**Source passage**

┄┄┄┄┄┄

Project managers say there is a supply shortage affecting material into project sites.
China being the world’s largest supplier of construction materials, is still recovering from the impact of coronavirus outbreak of the virus, thus a direct effect on the construction supply chain.
“One of the unseen effects was the potential shortage of building materials, such as plumbing, steel, concrete boards, millwork, flooring tiles as well electrical fixtures.
This eventually has resulted in an upsurge in prices of the materials among other unintended expenses,” says Martin Njenga, a project manager in Nairobi.
Robert Oboch project manager Atkins in Oman agrees that Covid-19 pandemic has definitely created a force majeure situation.
The fact that contractors have to adjust how they work to comply with government set health regulations in combating Covid-19 means that construction works has to be carried out at a much slower pace than was planned due to enforcement of physical distancing on construction sites.
“Ultimately, contractors will have to file for extension of time on their contracts and in extreme cases, they may claim for additional cost due to increased expenses as a result of complying with government directives on Covid-19,” he notes.
In Kenya, in general, non-performance of obligations under a contract amounts to a breach of contract under Kenya’s Law of Contract.
However, whether or not a claim is categorised as force majeure relies on the express definition set out in the contract, explains Murugi.
Common law doctrine
She says a contract that clearly stipulates what pandemic or epidemic is exempts parties from liability as a result of the delay incurred in fulfilling the obligations of the contract.
In situations where the contract doesn’t expressly define a pandemic, epidemic or global health emergency as a force majeure, then the individuals rely on the common law doctrine of frustration of contract to perform their contractual obligations.
However, before any claim arises, it must be based on accurate research and documentation.

┄┄┄┄┄┄

**Data supplied**
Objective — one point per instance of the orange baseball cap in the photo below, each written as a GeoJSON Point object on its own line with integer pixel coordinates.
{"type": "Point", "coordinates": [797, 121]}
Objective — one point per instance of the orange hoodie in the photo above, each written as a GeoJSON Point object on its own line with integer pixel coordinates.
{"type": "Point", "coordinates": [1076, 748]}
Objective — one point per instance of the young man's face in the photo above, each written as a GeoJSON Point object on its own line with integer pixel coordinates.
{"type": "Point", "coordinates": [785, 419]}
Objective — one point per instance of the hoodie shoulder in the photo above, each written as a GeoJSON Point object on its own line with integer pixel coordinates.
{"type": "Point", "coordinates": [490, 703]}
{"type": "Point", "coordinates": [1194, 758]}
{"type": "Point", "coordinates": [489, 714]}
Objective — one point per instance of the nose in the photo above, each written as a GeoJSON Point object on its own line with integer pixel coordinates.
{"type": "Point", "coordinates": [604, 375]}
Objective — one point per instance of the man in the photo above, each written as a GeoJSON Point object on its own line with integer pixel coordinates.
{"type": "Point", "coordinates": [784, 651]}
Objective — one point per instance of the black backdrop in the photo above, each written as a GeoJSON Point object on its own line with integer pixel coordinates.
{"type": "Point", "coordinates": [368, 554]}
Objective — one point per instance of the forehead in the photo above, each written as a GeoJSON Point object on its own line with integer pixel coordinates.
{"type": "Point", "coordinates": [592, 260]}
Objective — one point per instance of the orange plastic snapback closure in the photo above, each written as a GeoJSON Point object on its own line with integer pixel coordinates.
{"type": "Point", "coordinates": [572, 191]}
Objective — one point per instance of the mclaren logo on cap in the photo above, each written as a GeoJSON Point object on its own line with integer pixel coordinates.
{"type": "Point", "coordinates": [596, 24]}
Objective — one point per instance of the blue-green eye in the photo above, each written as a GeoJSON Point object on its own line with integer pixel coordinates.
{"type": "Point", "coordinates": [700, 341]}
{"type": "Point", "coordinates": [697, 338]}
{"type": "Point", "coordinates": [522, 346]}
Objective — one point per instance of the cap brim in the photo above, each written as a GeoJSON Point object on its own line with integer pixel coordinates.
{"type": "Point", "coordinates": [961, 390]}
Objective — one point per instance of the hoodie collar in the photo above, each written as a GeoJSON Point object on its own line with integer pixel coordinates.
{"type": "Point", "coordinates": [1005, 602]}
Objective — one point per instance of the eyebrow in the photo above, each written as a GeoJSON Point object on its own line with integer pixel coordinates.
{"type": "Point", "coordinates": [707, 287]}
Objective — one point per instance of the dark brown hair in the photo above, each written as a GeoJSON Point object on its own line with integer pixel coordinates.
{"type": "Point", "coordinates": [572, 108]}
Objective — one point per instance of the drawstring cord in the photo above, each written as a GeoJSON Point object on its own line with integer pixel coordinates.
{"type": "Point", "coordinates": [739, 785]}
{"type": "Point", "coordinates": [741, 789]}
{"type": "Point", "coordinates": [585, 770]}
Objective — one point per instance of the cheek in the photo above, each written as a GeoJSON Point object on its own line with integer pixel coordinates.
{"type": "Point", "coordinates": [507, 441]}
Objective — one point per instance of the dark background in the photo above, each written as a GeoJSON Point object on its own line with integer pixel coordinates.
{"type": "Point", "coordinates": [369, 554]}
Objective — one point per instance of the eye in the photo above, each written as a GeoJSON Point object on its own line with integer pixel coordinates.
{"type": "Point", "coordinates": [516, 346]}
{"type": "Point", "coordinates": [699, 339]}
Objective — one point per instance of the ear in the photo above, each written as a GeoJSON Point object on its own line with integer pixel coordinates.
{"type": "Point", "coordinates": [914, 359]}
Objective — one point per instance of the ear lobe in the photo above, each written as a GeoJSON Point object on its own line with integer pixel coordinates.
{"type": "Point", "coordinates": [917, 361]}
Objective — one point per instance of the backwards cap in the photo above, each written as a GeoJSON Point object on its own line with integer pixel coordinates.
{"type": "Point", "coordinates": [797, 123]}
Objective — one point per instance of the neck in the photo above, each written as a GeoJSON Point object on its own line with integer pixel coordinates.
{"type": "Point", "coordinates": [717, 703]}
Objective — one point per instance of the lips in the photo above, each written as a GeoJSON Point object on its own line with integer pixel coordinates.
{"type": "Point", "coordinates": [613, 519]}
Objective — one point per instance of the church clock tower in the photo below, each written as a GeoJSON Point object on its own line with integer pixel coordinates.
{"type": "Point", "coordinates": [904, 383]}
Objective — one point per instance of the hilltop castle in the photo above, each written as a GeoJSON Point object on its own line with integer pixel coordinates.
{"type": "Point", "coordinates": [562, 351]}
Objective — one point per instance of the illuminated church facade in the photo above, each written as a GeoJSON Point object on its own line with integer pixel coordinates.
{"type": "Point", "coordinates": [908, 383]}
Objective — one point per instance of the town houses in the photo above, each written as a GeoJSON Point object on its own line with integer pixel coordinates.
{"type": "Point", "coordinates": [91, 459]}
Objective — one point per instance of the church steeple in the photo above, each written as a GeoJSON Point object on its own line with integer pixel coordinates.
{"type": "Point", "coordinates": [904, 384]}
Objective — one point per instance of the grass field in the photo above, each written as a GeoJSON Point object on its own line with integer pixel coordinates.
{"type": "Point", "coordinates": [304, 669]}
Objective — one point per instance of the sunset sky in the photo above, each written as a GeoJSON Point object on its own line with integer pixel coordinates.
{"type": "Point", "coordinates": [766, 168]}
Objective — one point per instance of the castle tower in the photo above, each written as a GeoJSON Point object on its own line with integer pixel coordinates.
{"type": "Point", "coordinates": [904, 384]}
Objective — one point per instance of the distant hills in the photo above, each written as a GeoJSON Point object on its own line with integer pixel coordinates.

┄┄┄┄┄┄

**Check your understanding**
1) Return, word for word, the part of the passage on Covid-19 and construction contracts that opens with the words containing "China being the" and closes with "force majeure situation.".
2) Supply the next part of the passage on Covid-19 and construction contracts, continuing from its final sentence.

**Answer list**
1)
China being the world’s largest supplier of construction materials, is still recovering from the impact of coronavirus outbreak of the virus, thus a direct effect on the construction supply chain.
“One of the unseen effects was the potential shortage of building materials, such as plumbing, steel, concrete boards, millwork, flooring tiles as well electrical fixtures.
This eventually has resulted in an upsurge in prices of the materials among other unintended expenses,” says Martin Njenga, a project manager in Nairobi.
Robert Oboch project manager Atkins in Oman agrees that Covid-19 pandemic has definitely created a force majeure situation.

2)
The individual must be able to verify and substantiate how the pandemic has affected the project.
“One should ensure that they notify the concerned parties in the contract of the present predicaments that can affect the contract,” she says, adding, “A party seeking to invoke this must first establish that the intervening event falls within the written contract’s definition of force majeure.
It’s highly likely Covid-19 is a force majeure event in contracts where terms or phrases, such as ‘pandemic or other similar serious disease and epidemic, or public health emergency’ are included in the force majeure clause,” points out Murugi.
In situations where contracts lack a level of specificity that is required to recognise the force majeure event, then the parties may refer to ‘open-ended phrases’ or ‘catch all phrases’ that are similar to pandemic or similar ailments or even public health emergency.
“For example, when it comes to open-ended phrases, government measures, such as curfews may be categorised as force majeure that comprises of bans or other measures that a governmental authority is undertaking thus hindering the execution of projects. In this case, what has happened is beyond the parties’ control,” says Oboch.
When to go to court
“There might be disagreement in terms of the actual as well as the practical effects that the pandemic has on the ability of both parties to fulfill the obligations of the clause and in this case, the dispute might be referred to the court,” he adds.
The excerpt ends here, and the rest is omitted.